Rewrite the passage of the 25 BC entry starting at "Roman empire" and ending at "Flaminius is built.", swapping "Neptune" for "Mars".

## Passage shown
..............................
Year 25 BC was either a common year starting on Wednesday, Thursday or Friday or a leap year starting on Wednesday or Thursday (link will display the full calendar) of the Julian calendar (the sources differ, see leap year error for further information) and a leap year starting on Tuesday of the Proleptic Julian calendar. At the time, it was known as the Year of the Consulship of Augustus and Silanus (or, less frequently, year 729 Ab urbe condita). The denomination 25 BC for this year has been used since the early medieval period, when the Anno Domini calendar era became the prevalent method in Europe for naming years.

Events 
 By place 

 Roman empire 
 Imperator Caesar Augustus becomes Consul for the ninth time. His partner is Marcus Junius Silanus.
 The temple to Neptune on the Circus Flaminius is built.
..............................
## Data segment

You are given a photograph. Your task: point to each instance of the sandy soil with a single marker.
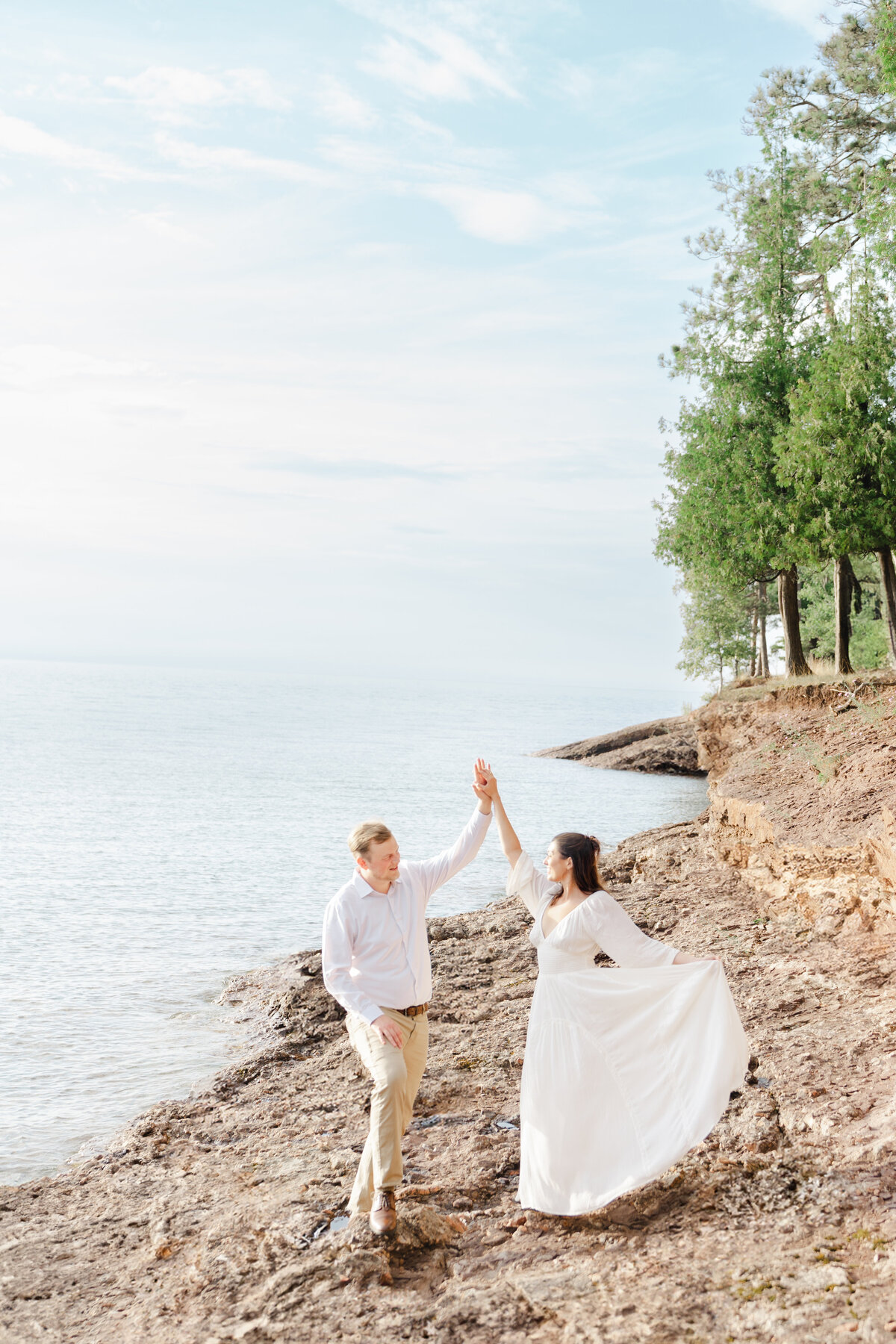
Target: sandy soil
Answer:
(217, 1219)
..............................
## Written solution
Roman empire 
 Imperator Caesar Augustus becomes Consul for the ninth time. His partner is Marcus Junius Silanus.
 The temple to Mars on the Circus Flaminius is built.